== Records provided ==

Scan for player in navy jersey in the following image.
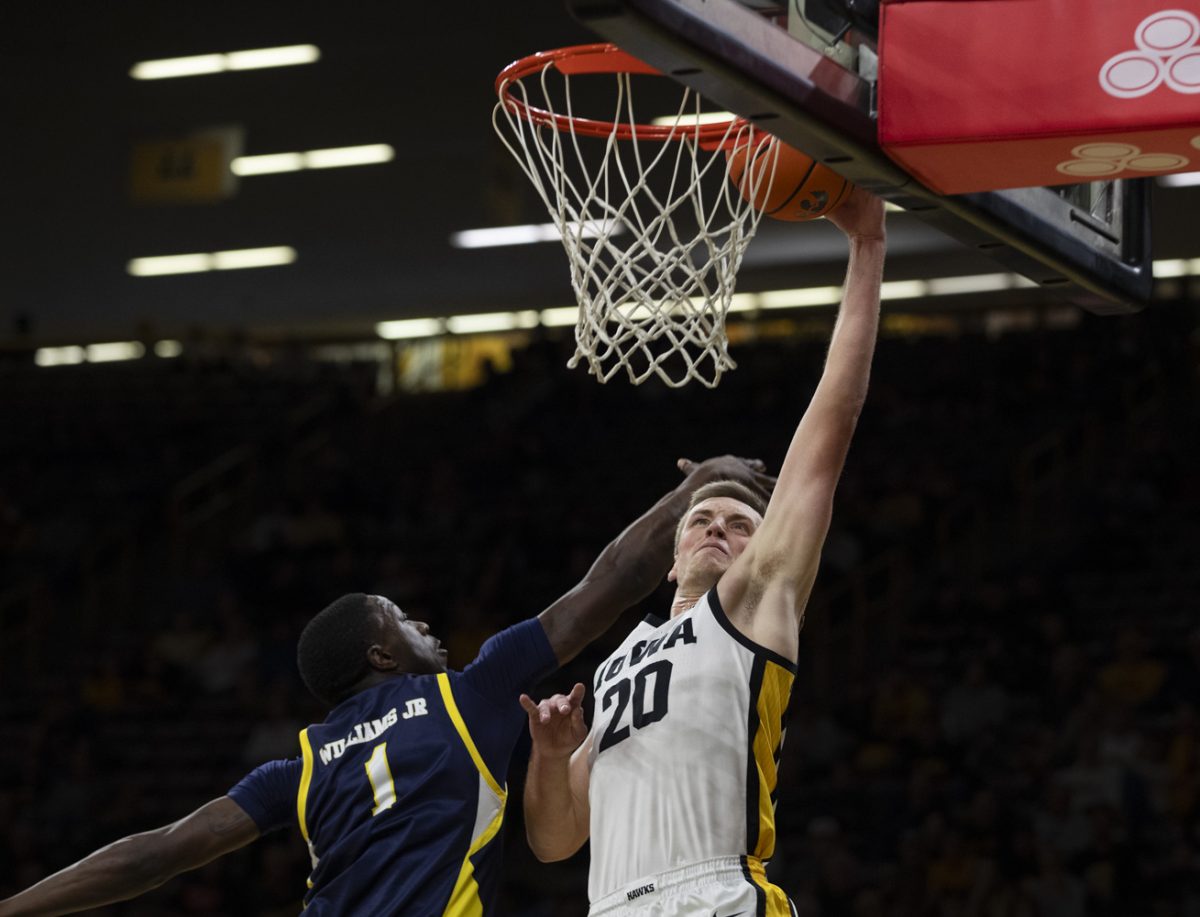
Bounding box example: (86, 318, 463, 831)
(0, 456, 773, 917)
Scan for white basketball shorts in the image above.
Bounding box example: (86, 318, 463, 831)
(588, 856, 796, 917)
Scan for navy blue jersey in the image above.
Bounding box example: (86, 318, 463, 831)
(228, 619, 556, 916)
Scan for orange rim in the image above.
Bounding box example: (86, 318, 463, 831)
(496, 43, 744, 143)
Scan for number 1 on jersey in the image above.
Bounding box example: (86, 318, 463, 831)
(365, 742, 397, 815)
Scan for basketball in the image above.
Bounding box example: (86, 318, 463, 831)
(727, 137, 852, 221)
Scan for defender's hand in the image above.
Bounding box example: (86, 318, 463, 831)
(826, 186, 886, 243)
(677, 455, 776, 503)
(520, 683, 588, 759)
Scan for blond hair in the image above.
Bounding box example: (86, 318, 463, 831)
(673, 480, 767, 551)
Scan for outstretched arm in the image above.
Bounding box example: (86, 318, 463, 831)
(0, 797, 259, 917)
(720, 189, 886, 662)
(537, 455, 773, 665)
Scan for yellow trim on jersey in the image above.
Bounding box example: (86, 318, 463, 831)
(442, 797, 505, 917)
(435, 674, 507, 917)
(297, 727, 315, 843)
(751, 660, 795, 860)
(746, 855, 794, 916)
(436, 673, 505, 798)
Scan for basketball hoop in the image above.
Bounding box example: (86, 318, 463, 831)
(494, 44, 779, 387)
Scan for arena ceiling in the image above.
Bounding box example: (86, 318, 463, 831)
(1, 4, 1196, 346)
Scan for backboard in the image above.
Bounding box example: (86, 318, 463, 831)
(565, 0, 1153, 313)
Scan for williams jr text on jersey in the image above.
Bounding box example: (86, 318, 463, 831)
(228, 619, 556, 916)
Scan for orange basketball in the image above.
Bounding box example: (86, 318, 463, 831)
(727, 137, 852, 221)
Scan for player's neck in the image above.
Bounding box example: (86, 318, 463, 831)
(669, 587, 704, 618)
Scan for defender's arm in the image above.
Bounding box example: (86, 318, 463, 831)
(537, 456, 772, 665)
(0, 796, 259, 917)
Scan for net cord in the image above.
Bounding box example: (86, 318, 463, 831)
(493, 62, 780, 387)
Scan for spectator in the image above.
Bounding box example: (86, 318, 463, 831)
(1024, 847, 1087, 917)
(940, 657, 1009, 746)
(1097, 627, 1166, 711)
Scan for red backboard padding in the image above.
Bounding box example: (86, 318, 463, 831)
(879, 0, 1200, 194)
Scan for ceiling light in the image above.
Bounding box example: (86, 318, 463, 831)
(880, 280, 929, 300)
(446, 311, 539, 334)
(34, 346, 86, 367)
(212, 247, 296, 270)
(232, 145, 395, 176)
(926, 273, 1013, 296)
(128, 253, 213, 277)
(154, 340, 183, 358)
(127, 246, 296, 277)
(305, 145, 394, 169)
(650, 111, 736, 126)
(371, 267, 1133, 349)
(759, 287, 842, 309)
(726, 293, 760, 313)
(225, 45, 320, 71)
(677, 294, 760, 315)
(1154, 259, 1188, 278)
(130, 54, 226, 80)
(131, 45, 320, 80)
(450, 221, 623, 249)
(376, 318, 444, 340)
(540, 307, 579, 327)
(1153, 258, 1200, 277)
(232, 153, 306, 176)
(1159, 171, 1200, 188)
(86, 342, 145, 363)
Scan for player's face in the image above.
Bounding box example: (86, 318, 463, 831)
(668, 496, 762, 590)
(369, 595, 449, 674)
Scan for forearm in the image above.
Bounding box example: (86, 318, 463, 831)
(0, 833, 170, 916)
(815, 236, 885, 419)
(586, 477, 703, 605)
(539, 476, 707, 660)
(540, 456, 770, 662)
(524, 751, 588, 862)
(777, 236, 883, 490)
(0, 798, 258, 917)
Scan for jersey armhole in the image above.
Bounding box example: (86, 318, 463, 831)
(707, 586, 799, 674)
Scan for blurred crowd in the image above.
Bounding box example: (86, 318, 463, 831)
(0, 302, 1197, 916)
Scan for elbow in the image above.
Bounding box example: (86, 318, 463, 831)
(526, 837, 568, 864)
(525, 829, 584, 864)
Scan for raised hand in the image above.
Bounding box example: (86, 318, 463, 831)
(520, 683, 588, 758)
(825, 186, 886, 243)
(676, 455, 776, 503)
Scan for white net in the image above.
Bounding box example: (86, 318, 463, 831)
(494, 57, 778, 387)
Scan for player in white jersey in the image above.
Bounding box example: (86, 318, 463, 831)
(520, 187, 886, 916)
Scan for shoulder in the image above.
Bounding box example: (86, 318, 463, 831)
(705, 584, 800, 673)
(228, 757, 304, 833)
(237, 756, 304, 783)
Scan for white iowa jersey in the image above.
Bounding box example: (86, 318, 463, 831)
(586, 586, 797, 902)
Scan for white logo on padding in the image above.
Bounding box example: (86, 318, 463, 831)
(1056, 142, 1189, 177)
(1100, 9, 1200, 97)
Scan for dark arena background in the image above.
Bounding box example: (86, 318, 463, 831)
(2, 5, 1199, 917)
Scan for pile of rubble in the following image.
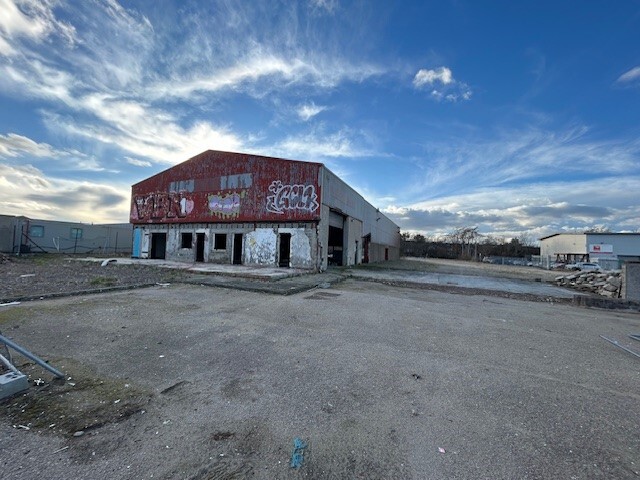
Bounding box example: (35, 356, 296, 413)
(555, 270, 622, 298)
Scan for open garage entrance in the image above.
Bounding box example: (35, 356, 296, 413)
(328, 211, 345, 266)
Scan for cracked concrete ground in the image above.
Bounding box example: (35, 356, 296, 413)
(1, 278, 639, 479)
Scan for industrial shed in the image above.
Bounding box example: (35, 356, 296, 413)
(0, 215, 131, 255)
(539, 232, 640, 269)
(130, 150, 400, 271)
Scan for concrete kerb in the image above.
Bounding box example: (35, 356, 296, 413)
(572, 294, 640, 312)
(180, 271, 347, 296)
(344, 273, 574, 304)
(0, 283, 160, 305)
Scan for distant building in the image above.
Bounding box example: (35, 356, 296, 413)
(0, 215, 132, 255)
(130, 150, 400, 270)
(539, 232, 640, 269)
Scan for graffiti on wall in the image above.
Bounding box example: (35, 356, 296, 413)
(132, 193, 194, 220)
(266, 180, 319, 215)
(208, 191, 245, 218)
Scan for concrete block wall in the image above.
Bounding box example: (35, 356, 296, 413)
(622, 262, 640, 301)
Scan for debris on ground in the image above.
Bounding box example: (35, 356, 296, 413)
(556, 271, 622, 298)
(290, 437, 307, 468)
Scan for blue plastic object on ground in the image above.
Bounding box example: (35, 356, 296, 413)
(290, 437, 307, 468)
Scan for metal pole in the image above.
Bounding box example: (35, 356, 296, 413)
(600, 335, 640, 359)
(0, 353, 21, 375)
(0, 334, 65, 378)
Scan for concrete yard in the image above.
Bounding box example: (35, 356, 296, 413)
(1, 278, 639, 479)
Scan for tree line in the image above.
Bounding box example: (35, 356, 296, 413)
(401, 227, 540, 260)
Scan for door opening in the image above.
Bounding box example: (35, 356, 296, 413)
(150, 233, 167, 259)
(328, 226, 344, 266)
(279, 233, 291, 267)
(196, 233, 205, 262)
(233, 234, 243, 264)
(362, 234, 370, 264)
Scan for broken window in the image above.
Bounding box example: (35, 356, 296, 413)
(214, 234, 227, 250)
(29, 225, 44, 238)
(181, 232, 193, 248)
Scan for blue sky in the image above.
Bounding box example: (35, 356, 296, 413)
(1, 0, 639, 241)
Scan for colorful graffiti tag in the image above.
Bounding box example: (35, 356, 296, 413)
(132, 193, 194, 220)
(266, 180, 319, 215)
(208, 192, 243, 218)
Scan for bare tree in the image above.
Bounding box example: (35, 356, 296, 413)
(583, 225, 611, 233)
(448, 226, 479, 259)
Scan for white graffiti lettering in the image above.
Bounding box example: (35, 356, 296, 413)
(266, 180, 319, 215)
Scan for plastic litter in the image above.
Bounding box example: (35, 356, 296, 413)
(290, 437, 307, 468)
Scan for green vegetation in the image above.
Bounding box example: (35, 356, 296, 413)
(89, 276, 118, 287)
(1, 358, 151, 435)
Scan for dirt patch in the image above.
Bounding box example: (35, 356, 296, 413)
(1, 358, 151, 437)
(0, 255, 184, 302)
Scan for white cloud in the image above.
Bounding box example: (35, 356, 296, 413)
(0, 132, 108, 171)
(617, 66, 640, 84)
(309, 0, 338, 14)
(148, 53, 383, 100)
(124, 156, 152, 167)
(0, 0, 386, 170)
(0, 163, 130, 223)
(297, 102, 326, 121)
(383, 169, 640, 239)
(413, 66, 472, 102)
(413, 67, 453, 87)
(0, 132, 63, 158)
(271, 128, 375, 160)
(0, 0, 76, 56)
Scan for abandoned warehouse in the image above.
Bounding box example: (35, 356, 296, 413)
(130, 150, 400, 271)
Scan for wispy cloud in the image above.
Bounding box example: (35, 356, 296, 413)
(401, 124, 639, 202)
(0, 0, 76, 56)
(413, 66, 472, 102)
(297, 101, 326, 121)
(124, 156, 152, 168)
(271, 127, 376, 161)
(0, 0, 385, 169)
(0, 132, 107, 171)
(617, 66, 640, 84)
(309, 0, 338, 15)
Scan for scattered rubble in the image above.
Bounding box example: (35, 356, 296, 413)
(556, 270, 622, 298)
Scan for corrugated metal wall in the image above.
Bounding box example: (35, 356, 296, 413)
(131, 150, 323, 225)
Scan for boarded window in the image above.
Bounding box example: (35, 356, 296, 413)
(181, 232, 193, 248)
(214, 234, 227, 250)
(29, 225, 44, 238)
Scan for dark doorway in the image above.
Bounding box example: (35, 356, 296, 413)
(362, 234, 371, 264)
(150, 233, 166, 259)
(279, 233, 291, 267)
(328, 226, 344, 266)
(233, 233, 243, 265)
(196, 233, 205, 262)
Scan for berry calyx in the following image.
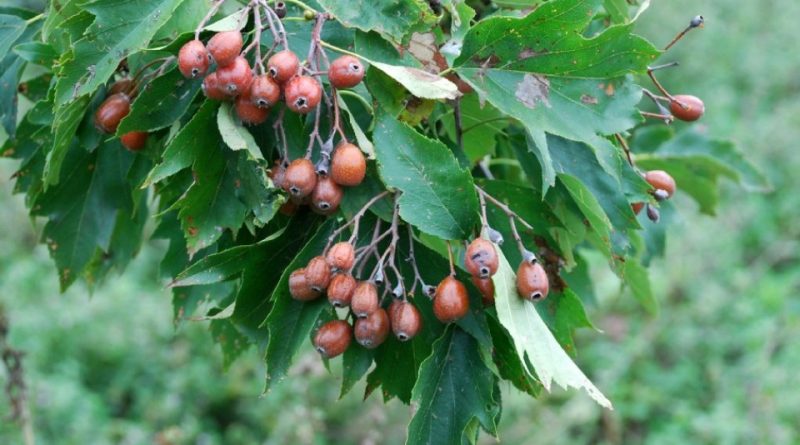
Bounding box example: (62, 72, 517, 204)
(235, 90, 270, 125)
(178, 39, 210, 78)
(94, 93, 131, 134)
(206, 31, 243, 68)
(327, 273, 356, 308)
(216, 56, 253, 97)
(351, 281, 379, 318)
(310, 176, 343, 215)
(354, 308, 390, 349)
(516, 261, 549, 301)
(390, 300, 422, 341)
(289, 268, 320, 301)
(464, 238, 499, 278)
(433, 276, 470, 323)
(330, 142, 366, 187)
(202, 72, 228, 100)
(284, 75, 322, 114)
(313, 320, 352, 359)
(670, 94, 705, 121)
(328, 55, 365, 89)
(120, 131, 148, 151)
(304, 256, 332, 292)
(644, 170, 677, 198)
(267, 50, 299, 84)
(326, 242, 355, 271)
(282, 158, 317, 198)
(471, 276, 495, 306)
(250, 75, 281, 108)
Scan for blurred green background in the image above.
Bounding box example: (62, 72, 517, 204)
(1, 1, 799, 444)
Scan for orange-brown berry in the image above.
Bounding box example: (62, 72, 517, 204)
(464, 238, 499, 278)
(94, 93, 131, 134)
(202, 72, 228, 100)
(330, 142, 366, 187)
(120, 131, 148, 151)
(631, 202, 645, 215)
(304, 256, 331, 292)
(216, 56, 253, 97)
(267, 50, 300, 84)
(327, 273, 357, 308)
(235, 90, 270, 124)
(284, 75, 322, 114)
(289, 268, 320, 301)
(670, 94, 705, 121)
(390, 300, 422, 341)
(354, 308, 390, 349)
(250, 74, 281, 108)
(351, 281, 379, 318)
(328, 55, 365, 89)
(471, 276, 495, 306)
(311, 176, 343, 215)
(644, 170, 677, 198)
(325, 242, 355, 271)
(282, 158, 317, 198)
(206, 31, 243, 68)
(433, 276, 470, 323)
(178, 39, 210, 78)
(314, 320, 352, 358)
(516, 261, 549, 301)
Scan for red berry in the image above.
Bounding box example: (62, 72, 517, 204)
(304, 256, 332, 292)
(433, 276, 469, 323)
(250, 74, 281, 108)
(284, 75, 322, 114)
(216, 56, 253, 97)
(202, 72, 228, 100)
(670, 94, 705, 121)
(206, 31, 243, 68)
(311, 176, 343, 215)
(328, 55, 365, 89)
(269, 160, 287, 188)
(354, 308, 390, 349)
(289, 268, 320, 301)
(120, 131, 148, 151)
(267, 50, 299, 84)
(282, 158, 317, 198)
(314, 320, 352, 358)
(327, 273, 357, 308)
(94, 93, 131, 134)
(235, 90, 270, 125)
(631, 202, 645, 215)
(471, 276, 495, 306)
(351, 281, 379, 318)
(178, 39, 210, 78)
(390, 300, 422, 341)
(325, 242, 355, 271)
(644, 170, 677, 198)
(330, 142, 366, 187)
(464, 238, 499, 278)
(109, 78, 135, 97)
(516, 261, 549, 301)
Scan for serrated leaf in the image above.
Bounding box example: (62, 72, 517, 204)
(44, 96, 90, 187)
(620, 259, 657, 314)
(317, 0, 437, 45)
(1, 14, 38, 137)
(217, 102, 263, 160)
(13, 42, 57, 66)
(0, 14, 26, 61)
(337, 93, 375, 159)
(117, 66, 203, 134)
(339, 344, 374, 399)
(369, 61, 460, 100)
(493, 249, 612, 408)
(372, 111, 479, 240)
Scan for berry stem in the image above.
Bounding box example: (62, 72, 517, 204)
(272, 107, 289, 161)
(647, 68, 677, 101)
(446, 241, 456, 277)
(326, 191, 391, 252)
(195, 0, 227, 41)
(250, 3, 267, 74)
(614, 133, 635, 168)
(664, 15, 704, 51)
(640, 111, 674, 123)
(406, 228, 426, 297)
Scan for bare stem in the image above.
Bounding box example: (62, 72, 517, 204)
(326, 191, 391, 251)
(195, 0, 227, 40)
(614, 133, 635, 167)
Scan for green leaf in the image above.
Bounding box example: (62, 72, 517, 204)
(372, 111, 479, 240)
(13, 42, 57, 66)
(620, 259, 657, 314)
(316, 0, 437, 45)
(44, 96, 90, 187)
(0, 14, 26, 61)
(487, 316, 541, 397)
(337, 93, 376, 159)
(407, 327, 500, 445)
(442, 94, 506, 163)
(217, 102, 263, 160)
(117, 67, 203, 134)
(339, 344, 374, 398)
(233, 154, 283, 227)
(369, 61, 460, 100)
(492, 248, 612, 408)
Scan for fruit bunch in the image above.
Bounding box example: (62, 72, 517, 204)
(94, 75, 149, 151)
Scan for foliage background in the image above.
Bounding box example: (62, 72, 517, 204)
(1, 0, 798, 444)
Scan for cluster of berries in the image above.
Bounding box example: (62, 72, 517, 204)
(94, 78, 148, 151)
(632, 170, 677, 222)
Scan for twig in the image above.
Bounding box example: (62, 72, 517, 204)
(614, 133, 635, 167)
(195, 0, 227, 40)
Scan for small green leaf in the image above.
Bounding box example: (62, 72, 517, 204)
(44, 96, 90, 187)
(0, 14, 25, 61)
(217, 102, 263, 160)
(317, 0, 437, 45)
(13, 41, 57, 66)
(339, 344, 374, 399)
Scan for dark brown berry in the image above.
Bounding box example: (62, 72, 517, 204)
(284, 75, 322, 114)
(250, 74, 281, 108)
(516, 261, 549, 301)
(327, 273, 356, 308)
(471, 276, 495, 306)
(120, 131, 148, 151)
(267, 50, 299, 84)
(282, 158, 317, 198)
(351, 281, 379, 318)
(354, 308, 390, 349)
(235, 90, 270, 125)
(275, 2, 287, 18)
(278, 199, 298, 216)
(464, 238, 499, 278)
(304, 256, 331, 292)
(178, 39, 210, 78)
(326, 242, 355, 271)
(433, 276, 470, 323)
(670, 94, 705, 121)
(330, 142, 366, 187)
(311, 176, 343, 215)
(314, 320, 352, 358)
(644, 170, 676, 198)
(109, 78, 135, 97)
(206, 31, 243, 68)
(390, 300, 422, 341)
(289, 268, 320, 301)
(216, 56, 253, 97)
(94, 93, 131, 134)
(328, 55, 365, 89)
(202, 72, 228, 100)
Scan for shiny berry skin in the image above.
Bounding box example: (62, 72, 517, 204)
(516, 261, 549, 301)
(94, 93, 131, 134)
(250, 75, 281, 108)
(216, 56, 253, 97)
(109, 78, 135, 97)
(202, 72, 228, 100)
(206, 31, 243, 68)
(390, 300, 422, 341)
(326, 242, 355, 271)
(327, 273, 357, 308)
(354, 308, 390, 349)
(289, 268, 320, 301)
(313, 320, 352, 359)
(284, 75, 322, 114)
(328, 55, 365, 89)
(267, 50, 299, 84)
(670, 95, 705, 121)
(178, 39, 210, 78)
(644, 170, 676, 198)
(471, 276, 495, 306)
(433, 276, 470, 323)
(304, 256, 332, 292)
(330, 142, 366, 187)
(311, 176, 343, 215)
(464, 238, 499, 278)
(120, 131, 148, 151)
(351, 281, 379, 318)
(235, 90, 270, 124)
(282, 158, 317, 198)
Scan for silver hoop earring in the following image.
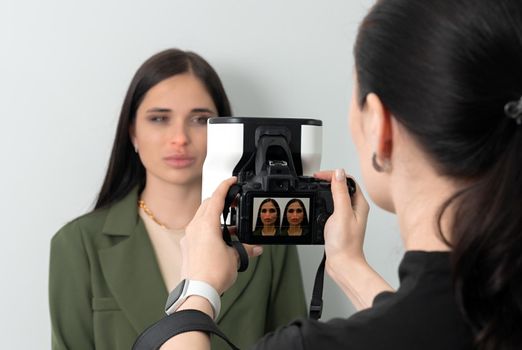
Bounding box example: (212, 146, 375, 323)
(372, 153, 389, 172)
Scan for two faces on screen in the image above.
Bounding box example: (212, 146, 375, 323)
(253, 198, 309, 236)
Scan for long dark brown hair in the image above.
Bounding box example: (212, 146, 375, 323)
(281, 199, 309, 229)
(355, 1, 522, 349)
(254, 198, 281, 231)
(94, 49, 232, 209)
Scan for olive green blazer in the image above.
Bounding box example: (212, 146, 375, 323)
(49, 188, 307, 350)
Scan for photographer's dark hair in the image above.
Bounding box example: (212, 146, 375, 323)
(281, 199, 309, 228)
(354, 0, 522, 349)
(254, 198, 281, 231)
(95, 48, 232, 209)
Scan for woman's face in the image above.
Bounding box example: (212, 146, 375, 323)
(286, 201, 304, 226)
(132, 73, 217, 187)
(260, 201, 278, 226)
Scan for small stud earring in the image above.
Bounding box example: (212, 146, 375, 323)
(372, 153, 390, 172)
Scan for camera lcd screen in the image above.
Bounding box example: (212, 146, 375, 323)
(252, 196, 311, 239)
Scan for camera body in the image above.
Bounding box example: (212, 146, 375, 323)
(235, 174, 336, 244)
(202, 117, 353, 245)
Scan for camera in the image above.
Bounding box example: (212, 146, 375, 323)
(202, 117, 355, 245)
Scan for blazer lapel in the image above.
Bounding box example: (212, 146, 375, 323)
(98, 189, 168, 333)
(97, 187, 262, 328)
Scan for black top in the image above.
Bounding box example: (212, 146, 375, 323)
(252, 228, 282, 236)
(250, 251, 473, 350)
(280, 228, 309, 237)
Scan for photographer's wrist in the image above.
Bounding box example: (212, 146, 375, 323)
(166, 278, 221, 320)
(177, 295, 215, 319)
(326, 253, 368, 283)
(327, 254, 393, 311)
(328, 248, 366, 267)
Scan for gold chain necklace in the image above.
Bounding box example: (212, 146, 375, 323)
(138, 200, 169, 229)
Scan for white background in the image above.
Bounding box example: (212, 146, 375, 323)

===

Try it: Lines with the word "leaf" in them should be copied from the preceding records.

Response area:
Scan for serrated leaf in the image above.
Scan for green leaf in the image above.
Scan for small green leaf in the image above.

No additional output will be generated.